> **Document excerpt**
▬▬▬

Locations: Estonia: Aidu, Lasnamäe, Saaremaa.
Japan: Tokyo. China: Chongqing

Secret life of gardens


Group Exhibition in Kumu Art Museum Tallinn, Estonia
Summer to Autumn 2013
Curator: Eha Komissaarov
Coauthor: Mihkel Tüür


Illustrations for two different projects by KTA. Both of them describe the possible future of places in Estonia.

The works of Kadarik Tüür Architects, presented in the exhibition Secret Life of Gardens, examine landscapes and urban environments as phenomena shaped by social and historical change. Rather than promoting nostalgic restoration or envisioning linear progress, these projects operate within a speculative framework where decline, interruption, and the potential for regeneration coexist.

Makrorajoon and Aidu Pyramid are predicated on the observation that large-scale spatial transformations often surpass the pace of social adaptation. Within less than a century, extensive territories have been reshaped by technological optimization and resource efficiency, producing environments in which social functions are increasingly diminished. These conceptualizations blur the boundaries between urban and rural, living and non-living, and artificial and natural, resulting in a complex socio-spatial hybrid.

Aidu Pyramid interprets post-mining landscapes as gradual, sedimentary processes rather than sites for immediate rehabilitation. The former industrial area is not restored to an idealized natural state; instead, it is allowed to evolve into a new spatial entity where technological remnants, ecological succession, and architectural memory converge. The pyramid functions not as an isolated object but as a temporally condensed landscape, demonstrating how industrial residue can attain cultural and spatial significance over time.

▬▬▬

> **Recorded data**
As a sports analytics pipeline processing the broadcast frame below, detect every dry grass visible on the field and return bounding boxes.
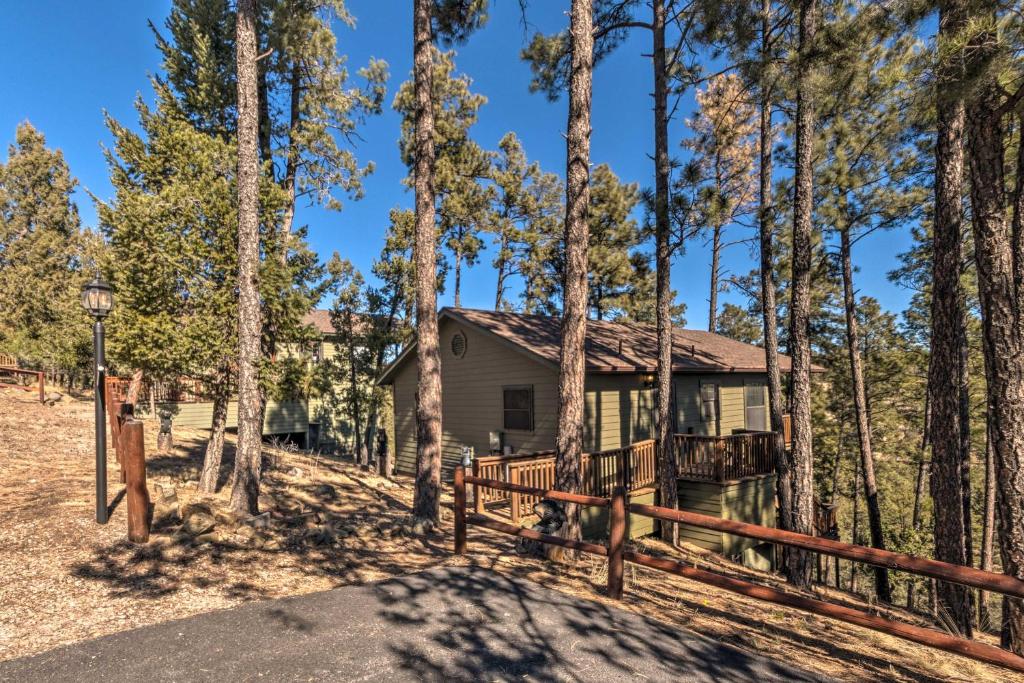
[0,390,1024,682]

▬▬▬

> **Written exercise A**
Translate this sentence from the Secret Life of Gardens text into Spanish: "Aidu Pyramid interprets post-mining landscapes as gradual, sedimentary processes rather than sites for immediate rehabilitation."
> **Written exercise B**
Using the Secret Life of Gardens text, explain in one to three sentences what observation Makrorajoon and Aidu Pyramid are based on and what the text says has produced environments with diminished social functions.
> **Written exercise C**
Continue the Secret Life of Gardens text from its final sentence, keeping its tone.

> **Exercise output A**
La Pirámide de Aidu interpreta los paisajes posmineros como procesos graduales y sedimentarios, más que como lugares para una rehabilitación inmediata.

> **Exercise output B**
Both projects rest on the observation that large-scale spatial transformations often outpace social adaptation. In less than a century, technological optimization and resource efficiency reshaped extensive territories, producing environments in which social functions are increasingly diminished.

> **Exercise output C**
Makrorajoon envisions Tallinn’s large-scale housing estates projected into a distant future. The panel housing remains but loses its original programmatic clarity, integrating into an expanded landscape system. The architects characterize this condition with the metaphor of a “parking city,” a space with an indeterminate future use. While such environments may deteriorate into wastelands, they also possess the potential for alternative forms of habitation. The primary concern shifts from architectural form to the human position within layers of infrastructure, debris, and residual structures.

As these projects remain unrealized, they primarily exist as conceptual or mental landscapes. They intertwine personal experience and architectural history with collective anxieties and aspirations, producing spatial narratives that may be read as constructed myths, historical discontinuities, or deliberate distortions. Instead of being erased, cultural memory is re-inscribed into future imaginaries in altered forms.

For viewers, these works produce a disruptive experience. They simultaneously signal socially declining landscapes and the erosion of everyday life, while also opening possibilities for new forms of social temporality and spatial practice. Rather than providing solutions, Kadarik Tüür Architects pursue a dialogical inquiry, seeking to conceptualize landscape reanimation at a moment when established models have ceased to function and new paradigms have yet to emerge.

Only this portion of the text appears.